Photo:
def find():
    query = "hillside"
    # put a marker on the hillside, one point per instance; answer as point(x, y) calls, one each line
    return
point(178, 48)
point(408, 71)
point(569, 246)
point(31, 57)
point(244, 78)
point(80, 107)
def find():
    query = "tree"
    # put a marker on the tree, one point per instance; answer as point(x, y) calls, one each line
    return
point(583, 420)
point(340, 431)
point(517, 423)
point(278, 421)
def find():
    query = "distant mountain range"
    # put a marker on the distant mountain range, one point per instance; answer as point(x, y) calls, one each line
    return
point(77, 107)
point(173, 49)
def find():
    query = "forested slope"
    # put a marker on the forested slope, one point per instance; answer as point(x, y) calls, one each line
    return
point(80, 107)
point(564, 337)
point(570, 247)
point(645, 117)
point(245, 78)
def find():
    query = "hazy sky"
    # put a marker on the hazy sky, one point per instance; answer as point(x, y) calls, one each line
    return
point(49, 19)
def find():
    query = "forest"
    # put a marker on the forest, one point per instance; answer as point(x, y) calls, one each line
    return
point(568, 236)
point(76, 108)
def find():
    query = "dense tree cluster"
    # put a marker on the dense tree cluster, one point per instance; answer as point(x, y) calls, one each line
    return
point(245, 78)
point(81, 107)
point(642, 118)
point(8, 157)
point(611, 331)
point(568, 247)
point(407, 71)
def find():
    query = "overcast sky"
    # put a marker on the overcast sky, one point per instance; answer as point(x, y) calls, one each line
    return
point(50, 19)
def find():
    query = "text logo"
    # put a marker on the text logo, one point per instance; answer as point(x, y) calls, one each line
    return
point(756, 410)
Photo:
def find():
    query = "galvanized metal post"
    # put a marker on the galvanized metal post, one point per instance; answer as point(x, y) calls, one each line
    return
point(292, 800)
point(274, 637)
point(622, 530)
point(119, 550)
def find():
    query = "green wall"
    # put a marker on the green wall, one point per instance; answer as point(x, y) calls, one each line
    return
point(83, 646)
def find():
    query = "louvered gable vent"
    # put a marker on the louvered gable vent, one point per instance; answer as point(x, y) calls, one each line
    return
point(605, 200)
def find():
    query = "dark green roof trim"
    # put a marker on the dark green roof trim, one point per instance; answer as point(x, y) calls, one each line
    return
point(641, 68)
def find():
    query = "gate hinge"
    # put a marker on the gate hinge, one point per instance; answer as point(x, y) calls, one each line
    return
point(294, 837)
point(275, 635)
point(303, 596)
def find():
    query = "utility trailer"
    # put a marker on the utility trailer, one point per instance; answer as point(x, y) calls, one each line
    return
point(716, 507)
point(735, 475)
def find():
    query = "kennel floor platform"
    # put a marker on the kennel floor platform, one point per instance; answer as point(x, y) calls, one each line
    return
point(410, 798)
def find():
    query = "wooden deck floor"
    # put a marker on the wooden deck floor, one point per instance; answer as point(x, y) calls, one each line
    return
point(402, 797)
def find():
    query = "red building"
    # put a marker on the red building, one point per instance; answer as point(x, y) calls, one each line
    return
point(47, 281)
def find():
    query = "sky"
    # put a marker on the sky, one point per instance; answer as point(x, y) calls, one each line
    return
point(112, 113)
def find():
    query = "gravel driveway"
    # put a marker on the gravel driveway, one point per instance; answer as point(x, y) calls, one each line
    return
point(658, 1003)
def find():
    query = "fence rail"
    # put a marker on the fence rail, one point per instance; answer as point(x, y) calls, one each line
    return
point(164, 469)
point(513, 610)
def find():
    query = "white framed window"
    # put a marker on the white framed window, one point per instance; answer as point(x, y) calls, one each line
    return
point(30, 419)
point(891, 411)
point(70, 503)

■ Problem
Each entry above is to be quoted exactly.

■ Reply to the task
Photo:
def find():
    query = "hillside"
    # put a marker on the hillside, one point per instance; answer as point(x, y) calls, one each line
    return
point(178, 48)
point(408, 71)
point(569, 246)
point(31, 57)
point(244, 78)
point(80, 107)
def find():
    query = "tree"
    # put a marker on the tree, one point per instance; answer as point(x, y) calls, one each line
    return
point(583, 420)
point(340, 431)
point(517, 423)
point(278, 421)
def find():
    query = "distant mountain range"
    # put a marker on the distant mountain range, one point per instance; answer as point(x, y) calls, one each line
    return
point(77, 107)
point(173, 49)
def find():
    query = "forested slope"
    # put a marker on the forested slope, one point per instance; answer as point(x, y) calls, one each line
    return
point(80, 107)
point(564, 337)
point(570, 247)
point(645, 117)
point(245, 78)
def find():
    query = "hazy sky"
    # put a marker on the hazy sky, one point per instance; answer as point(x, y) calls, one each line
    return
point(49, 19)
def find():
    query = "forest"
    # put a marker on the forest, one point per instance; answer as point(x, y) calls, one each line
    return
point(568, 236)
point(76, 108)
def find():
    query = "dense tree cluster"
    # put a marker on the dense tree cluster, one point per instance; answer as point(x, y) calls, one each line
    return
point(245, 78)
point(81, 107)
point(642, 118)
point(8, 157)
point(611, 331)
point(568, 247)
point(407, 71)
def find():
    query = "overcast sky"
    # put a marker on the overcast sky, one point per instance; answer as point(x, y) calls, one each line
    return
point(50, 19)
def find():
    query = "text logo"
    # put a marker on the text logo, one point per instance; answer as point(x, y) calls, one each line
    return
point(756, 410)
Photo:
def find():
    query = "galvanized metal post"
    # put a marker on the galvanized metal post, one point per instance; answer as point(x, y) calls, one each line
    return
point(292, 800)
point(274, 637)
point(622, 530)
point(119, 550)
def find():
    query = "green wall"
    # put a marker on the green wall, one point per instance; answer as point(x, y) calls, one each line
    return
point(83, 646)
def find():
    query = "louvered gable vent"
    # put a marker on the louvered gable vent, one point per instance; answer as point(x, y) calls, one each line
    return
point(605, 200)
def find():
    query = "dark green roof trim"
    # put a marker on the dark green roof trim, one point per instance; answer as point(x, y) calls, one each line
    return
point(641, 68)
def find():
    query = "gate hinge"
    # put a marker on the gate hinge, one point per instance; answer as point(x, y) calls, one each line
    return
point(294, 837)
point(275, 635)
point(303, 596)
def find():
    query = "utility trailer"
    # put a marker on the utility trailer, one point per instance; answer as point(x, y) calls, one each line
    return
point(716, 507)
point(735, 475)
def find():
    query = "kennel floor platform"
    # put a marker on the kennel floor platform, one point per instance; answer as point(x, y) calls, one each line
    return
point(410, 798)
def find():
    query = "wooden deck floor"
    # put a marker on the wooden deck floor, one point per instance; answer as point(x, y) calls, one each line
    return
point(402, 797)
def find():
    query = "red building"
    # put a marker on the red building, one point per instance; answer as point(x, y) calls, one each line
    return
point(47, 281)
def find():
    query = "sky"
    # put a marker on the sky, one point per instance; answer as point(x, y) calls, one each line
    return
point(112, 113)
def find():
    query = "gravel driveway"
    # put a marker on the gravel driveway, one point per instance; answer as point(x, y) calls, one each line
    return
point(658, 1003)
def find():
    query = "fence rail"
    # put a marker on the fence rail, one point per instance; answer as point(x, y) calls, one each line
    return
point(164, 469)
point(513, 610)
def find():
    query = "white framed window"
    # put a marker on the white framed window, one point per instance; answer as point(x, y) calls, one each line
    return
point(30, 419)
point(891, 411)
point(70, 503)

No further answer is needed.